RECORDS PROVIDED:
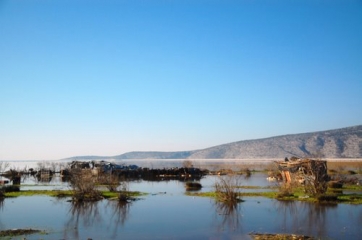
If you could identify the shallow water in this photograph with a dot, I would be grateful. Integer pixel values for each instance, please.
(166, 213)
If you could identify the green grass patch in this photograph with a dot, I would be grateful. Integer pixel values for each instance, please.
(65, 193)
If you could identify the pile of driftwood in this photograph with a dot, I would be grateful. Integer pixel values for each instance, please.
(310, 173)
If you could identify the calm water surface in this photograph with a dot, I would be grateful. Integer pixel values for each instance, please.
(166, 213)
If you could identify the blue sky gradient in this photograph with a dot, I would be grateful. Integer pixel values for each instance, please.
(107, 77)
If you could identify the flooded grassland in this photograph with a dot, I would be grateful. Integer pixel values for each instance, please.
(165, 209)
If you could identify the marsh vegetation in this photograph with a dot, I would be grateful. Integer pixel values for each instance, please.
(231, 190)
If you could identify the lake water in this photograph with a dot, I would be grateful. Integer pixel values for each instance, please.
(167, 213)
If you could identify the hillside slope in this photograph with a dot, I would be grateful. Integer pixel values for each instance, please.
(339, 143)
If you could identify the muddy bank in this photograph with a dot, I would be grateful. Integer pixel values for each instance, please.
(17, 232)
(269, 236)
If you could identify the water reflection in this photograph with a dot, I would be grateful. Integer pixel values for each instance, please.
(228, 216)
(305, 218)
(1, 203)
(120, 213)
(82, 214)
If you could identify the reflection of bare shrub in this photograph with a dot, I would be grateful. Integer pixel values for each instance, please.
(124, 194)
(192, 186)
(4, 166)
(229, 213)
(226, 189)
(84, 186)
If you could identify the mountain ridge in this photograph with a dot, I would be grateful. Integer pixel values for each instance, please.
(335, 143)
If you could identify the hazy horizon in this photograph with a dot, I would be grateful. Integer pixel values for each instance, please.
(109, 77)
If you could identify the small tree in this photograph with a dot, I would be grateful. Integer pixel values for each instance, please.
(187, 164)
(83, 184)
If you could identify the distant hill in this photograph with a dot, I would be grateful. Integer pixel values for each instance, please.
(338, 143)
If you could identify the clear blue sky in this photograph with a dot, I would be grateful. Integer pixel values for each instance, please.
(109, 77)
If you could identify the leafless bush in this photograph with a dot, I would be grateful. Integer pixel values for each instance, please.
(226, 189)
(84, 187)
(187, 164)
(4, 166)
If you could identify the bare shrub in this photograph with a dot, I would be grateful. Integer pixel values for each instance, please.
(110, 181)
(187, 164)
(84, 187)
(4, 166)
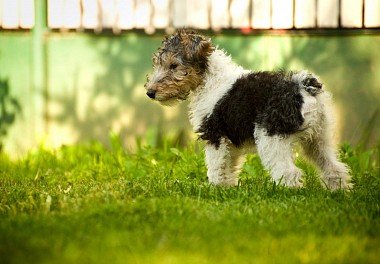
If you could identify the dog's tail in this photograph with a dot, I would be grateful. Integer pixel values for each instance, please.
(307, 81)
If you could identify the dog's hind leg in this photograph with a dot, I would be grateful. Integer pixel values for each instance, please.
(277, 156)
(222, 164)
(319, 147)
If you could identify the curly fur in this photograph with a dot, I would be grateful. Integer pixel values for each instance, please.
(234, 109)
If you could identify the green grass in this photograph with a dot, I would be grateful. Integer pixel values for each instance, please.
(89, 204)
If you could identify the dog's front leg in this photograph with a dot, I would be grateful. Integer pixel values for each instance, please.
(220, 163)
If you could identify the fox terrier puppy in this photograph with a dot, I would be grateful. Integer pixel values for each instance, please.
(233, 109)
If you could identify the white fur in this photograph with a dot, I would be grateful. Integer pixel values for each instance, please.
(221, 75)
(275, 151)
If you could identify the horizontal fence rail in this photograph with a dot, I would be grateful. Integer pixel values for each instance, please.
(150, 15)
(16, 14)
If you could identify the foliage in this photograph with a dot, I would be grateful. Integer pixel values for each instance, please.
(89, 204)
(9, 108)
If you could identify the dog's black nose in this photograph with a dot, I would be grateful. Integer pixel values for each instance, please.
(151, 94)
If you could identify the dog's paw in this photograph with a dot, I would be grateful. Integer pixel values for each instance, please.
(337, 183)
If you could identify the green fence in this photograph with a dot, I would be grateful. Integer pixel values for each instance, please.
(79, 86)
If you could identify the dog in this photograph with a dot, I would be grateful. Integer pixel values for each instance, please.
(235, 110)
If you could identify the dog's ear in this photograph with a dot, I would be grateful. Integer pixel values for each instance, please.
(196, 47)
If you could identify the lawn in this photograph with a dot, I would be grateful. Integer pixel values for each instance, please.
(91, 204)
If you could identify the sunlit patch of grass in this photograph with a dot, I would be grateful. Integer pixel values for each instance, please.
(94, 204)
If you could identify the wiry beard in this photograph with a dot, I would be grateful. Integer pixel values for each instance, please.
(170, 102)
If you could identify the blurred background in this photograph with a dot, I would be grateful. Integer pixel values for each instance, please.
(73, 70)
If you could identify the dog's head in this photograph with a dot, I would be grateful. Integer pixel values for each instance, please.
(178, 66)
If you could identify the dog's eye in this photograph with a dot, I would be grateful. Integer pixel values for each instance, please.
(173, 66)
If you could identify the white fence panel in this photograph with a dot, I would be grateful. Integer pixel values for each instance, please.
(1, 12)
(90, 15)
(261, 14)
(108, 13)
(282, 14)
(125, 14)
(328, 13)
(26, 14)
(305, 14)
(352, 13)
(10, 14)
(143, 13)
(198, 14)
(372, 13)
(72, 14)
(179, 13)
(161, 13)
(239, 11)
(220, 15)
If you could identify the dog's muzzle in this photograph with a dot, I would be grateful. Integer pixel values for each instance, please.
(151, 94)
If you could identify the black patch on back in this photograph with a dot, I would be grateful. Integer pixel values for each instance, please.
(269, 99)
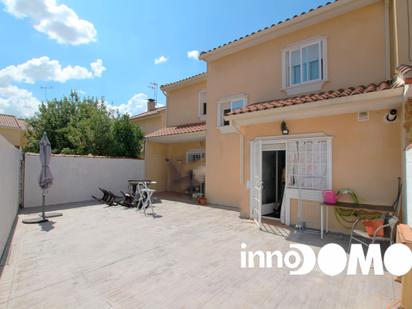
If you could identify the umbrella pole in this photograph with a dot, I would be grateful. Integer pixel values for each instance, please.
(43, 214)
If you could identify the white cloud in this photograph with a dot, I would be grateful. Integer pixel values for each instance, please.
(17, 101)
(45, 69)
(161, 59)
(194, 54)
(58, 21)
(97, 67)
(22, 103)
(135, 105)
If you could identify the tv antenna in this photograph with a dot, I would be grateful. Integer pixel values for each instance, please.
(45, 88)
(153, 86)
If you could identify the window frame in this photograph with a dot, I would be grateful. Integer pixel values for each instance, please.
(202, 93)
(308, 85)
(328, 164)
(228, 100)
(201, 152)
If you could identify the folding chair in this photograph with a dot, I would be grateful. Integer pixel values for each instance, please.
(389, 226)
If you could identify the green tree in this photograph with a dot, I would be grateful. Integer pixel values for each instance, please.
(84, 126)
(127, 136)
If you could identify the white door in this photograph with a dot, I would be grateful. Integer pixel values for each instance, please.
(256, 181)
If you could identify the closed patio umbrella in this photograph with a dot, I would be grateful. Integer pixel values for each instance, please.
(45, 178)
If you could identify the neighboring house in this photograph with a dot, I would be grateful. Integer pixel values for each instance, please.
(13, 129)
(175, 154)
(307, 104)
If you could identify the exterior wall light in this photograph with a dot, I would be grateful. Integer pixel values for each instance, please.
(392, 115)
(284, 128)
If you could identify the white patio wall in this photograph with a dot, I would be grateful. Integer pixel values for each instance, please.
(9, 188)
(77, 178)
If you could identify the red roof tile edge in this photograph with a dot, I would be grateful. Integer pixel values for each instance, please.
(308, 98)
(181, 129)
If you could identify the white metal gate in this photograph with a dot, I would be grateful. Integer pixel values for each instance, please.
(256, 181)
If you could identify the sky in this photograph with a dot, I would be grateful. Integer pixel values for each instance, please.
(115, 49)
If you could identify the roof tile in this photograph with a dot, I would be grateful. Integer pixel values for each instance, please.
(8, 121)
(181, 129)
(149, 113)
(307, 98)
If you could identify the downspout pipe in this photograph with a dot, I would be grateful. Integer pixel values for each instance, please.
(242, 149)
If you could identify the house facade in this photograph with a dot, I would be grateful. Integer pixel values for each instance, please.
(305, 105)
(13, 130)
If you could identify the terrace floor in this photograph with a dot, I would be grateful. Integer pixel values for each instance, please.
(189, 256)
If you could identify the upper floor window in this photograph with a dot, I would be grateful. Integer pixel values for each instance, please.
(195, 155)
(202, 104)
(228, 105)
(304, 67)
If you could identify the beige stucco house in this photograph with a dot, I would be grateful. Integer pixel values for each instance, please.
(13, 129)
(312, 103)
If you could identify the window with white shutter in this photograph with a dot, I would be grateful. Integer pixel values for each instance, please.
(309, 164)
(202, 104)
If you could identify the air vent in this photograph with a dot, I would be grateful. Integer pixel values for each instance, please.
(363, 116)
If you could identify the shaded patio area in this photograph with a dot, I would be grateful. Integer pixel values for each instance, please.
(189, 256)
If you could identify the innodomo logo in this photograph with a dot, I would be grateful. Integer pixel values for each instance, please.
(331, 259)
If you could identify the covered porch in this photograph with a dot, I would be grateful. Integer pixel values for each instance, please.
(175, 158)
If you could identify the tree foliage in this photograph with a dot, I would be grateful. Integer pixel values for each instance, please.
(84, 126)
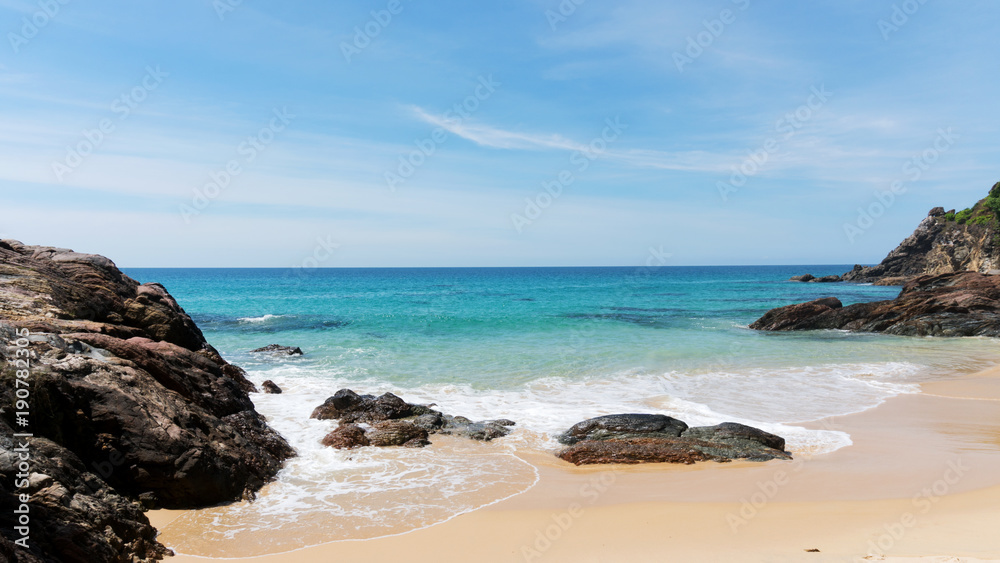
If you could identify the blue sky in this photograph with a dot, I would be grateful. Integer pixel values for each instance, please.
(636, 115)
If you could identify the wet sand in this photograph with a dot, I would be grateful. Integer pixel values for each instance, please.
(921, 482)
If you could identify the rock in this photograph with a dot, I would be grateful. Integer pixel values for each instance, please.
(75, 515)
(784, 317)
(280, 350)
(939, 246)
(349, 407)
(958, 304)
(484, 431)
(635, 438)
(347, 436)
(619, 426)
(736, 434)
(131, 391)
(397, 433)
(341, 403)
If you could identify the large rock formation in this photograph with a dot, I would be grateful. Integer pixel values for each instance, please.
(958, 304)
(944, 242)
(653, 438)
(127, 401)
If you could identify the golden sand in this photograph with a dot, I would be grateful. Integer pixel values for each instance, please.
(920, 483)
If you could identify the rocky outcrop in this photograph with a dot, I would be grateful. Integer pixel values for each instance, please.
(813, 279)
(651, 438)
(944, 242)
(621, 426)
(280, 350)
(127, 402)
(351, 409)
(962, 304)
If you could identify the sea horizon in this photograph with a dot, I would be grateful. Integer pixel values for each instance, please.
(544, 347)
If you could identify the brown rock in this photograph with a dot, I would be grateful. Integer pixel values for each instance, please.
(960, 304)
(788, 316)
(397, 433)
(346, 436)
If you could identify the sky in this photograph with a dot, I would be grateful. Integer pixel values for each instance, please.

AIM: Beginning at the line that holds "If you could identify the large", reproduce each line of the records above down to and including the last one.

SOLUTION TO THIS PROBLEM:
If you could identify the large rock formation in this photograph with a dot, I would be grateful. Integer pixel values for each instance, please.
(958, 304)
(944, 242)
(653, 438)
(127, 401)
If you could identify the golden sand in this photograph with a dot, I would be grateful. Integer pixel values for each instance, please.
(920, 483)
If you could identify the rocky outcrop in this photograph with a dot, I would be grateful. Integer pixel values for each instance, please.
(813, 279)
(651, 438)
(944, 242)
(621, 426)
(280, 350)
(127, 402)
(351, 409)
(962, 304)
If you could identify the sea horizon in this photograph with a dot, I would be grateful. Integer pixel values for each instance, please.
(544, 347)
If you could identify the brown rock in this photograph with a dot, I would be grateful. Integer pixel values for each instance, please.
(960, 304)
(788, 316)
(397, 433)
(346, 436)
If you could identify the sky in this photograph with a dot, I would be grateful. Integer pixel values for each instance, please.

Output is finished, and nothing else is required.